PROVIDED PASSAGE -
........

1. All I'd like to do is for my little guy to catch some fish (one is enough). What is my best odd? And do you have a place to suggest? I read about fishing piers in/near OC. I'd like to have your advice. 

2. What bait shall I use so that our chance of catching one fish is maximized? 

3. What is the best time? 

4. Other than fishing piers, is shore fishing realistic? I suspect that the little guy might want to play with sand while waiting for his fish.

Or shall I just abandon this idea and not to raise any hope of his? 

Thanks for your time!

Best,
Frank


----------



## PatapscoDad (Jun 17, 2014)

I'm not an expert by any means, but I'm in a somewhat similar situation. My 4 year old boy caught his first fish (a mud minnow) a few weeks back in Stoney Creek. If I was going to OC, I would want to find someone on this forum I could meet up with to help get us off on the right foot. I'm guessing the bay, bridge, or inlet would be a better bet than the surf, but I could be wrong!

........

GOALS -
**1.** Answer these questions from the fishing thread:
(a) How many fish does Frank say would be enough for his son?
(b) What kind of fish did PatapscoDad's son catch, and where?
(c) Which places does PatapscoDad guess would be a better bet than the surf?
**2.** Transcribe the stretch of the fishing thread that starts with the words "3. What is the" and runs through "for your time!".

DATA PROVIDED -
........

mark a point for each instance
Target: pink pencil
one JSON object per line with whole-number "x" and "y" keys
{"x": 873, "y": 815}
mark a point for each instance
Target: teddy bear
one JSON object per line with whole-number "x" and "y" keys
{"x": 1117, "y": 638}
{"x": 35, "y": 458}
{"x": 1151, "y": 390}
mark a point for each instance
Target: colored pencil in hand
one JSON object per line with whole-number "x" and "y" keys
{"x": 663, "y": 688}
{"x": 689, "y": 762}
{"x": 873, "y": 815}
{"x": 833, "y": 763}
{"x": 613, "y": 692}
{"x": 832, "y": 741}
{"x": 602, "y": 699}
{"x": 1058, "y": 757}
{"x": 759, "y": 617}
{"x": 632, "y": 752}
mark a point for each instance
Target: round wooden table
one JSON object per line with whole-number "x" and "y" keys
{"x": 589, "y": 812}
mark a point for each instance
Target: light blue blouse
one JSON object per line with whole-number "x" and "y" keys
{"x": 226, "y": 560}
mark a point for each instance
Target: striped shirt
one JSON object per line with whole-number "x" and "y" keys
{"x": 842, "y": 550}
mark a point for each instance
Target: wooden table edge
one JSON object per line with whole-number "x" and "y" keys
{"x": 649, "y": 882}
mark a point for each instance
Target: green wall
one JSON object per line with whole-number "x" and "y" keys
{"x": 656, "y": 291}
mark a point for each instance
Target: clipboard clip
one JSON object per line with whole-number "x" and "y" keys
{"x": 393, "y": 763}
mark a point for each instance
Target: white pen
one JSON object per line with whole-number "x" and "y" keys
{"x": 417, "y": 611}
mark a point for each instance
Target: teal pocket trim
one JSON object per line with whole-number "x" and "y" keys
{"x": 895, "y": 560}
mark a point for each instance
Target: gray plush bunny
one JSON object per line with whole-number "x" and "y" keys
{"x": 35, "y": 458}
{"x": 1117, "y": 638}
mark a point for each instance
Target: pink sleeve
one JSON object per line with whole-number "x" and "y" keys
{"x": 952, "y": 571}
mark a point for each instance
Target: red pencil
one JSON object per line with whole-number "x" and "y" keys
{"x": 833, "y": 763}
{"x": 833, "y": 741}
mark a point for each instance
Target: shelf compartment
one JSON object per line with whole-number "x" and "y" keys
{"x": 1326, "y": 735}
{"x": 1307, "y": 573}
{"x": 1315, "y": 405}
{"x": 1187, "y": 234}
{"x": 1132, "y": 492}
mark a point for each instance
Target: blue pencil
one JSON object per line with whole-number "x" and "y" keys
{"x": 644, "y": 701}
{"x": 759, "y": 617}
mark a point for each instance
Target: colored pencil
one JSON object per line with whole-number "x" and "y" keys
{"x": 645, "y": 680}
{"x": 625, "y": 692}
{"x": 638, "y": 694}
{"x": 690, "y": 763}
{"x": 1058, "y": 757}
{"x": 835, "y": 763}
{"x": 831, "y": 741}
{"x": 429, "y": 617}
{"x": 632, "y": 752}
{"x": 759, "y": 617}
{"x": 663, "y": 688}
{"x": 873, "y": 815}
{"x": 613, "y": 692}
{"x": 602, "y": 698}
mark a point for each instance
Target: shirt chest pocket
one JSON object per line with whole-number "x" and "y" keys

........

SOLUTIONS PER TASK -
**1.**
(a) One.
(b) A mud minnow, in Stoney Creek.
(c) The bay, bridge, or inlet.

**2.**
3. What is the best time? 

4. Other than fishing piers, is shore fishing realistic? I suspect that the little guy might want to play with sand while waiting for his fish.

Or shall I just abandon this idea and not to raise any hope of his? 

Thanks for your time!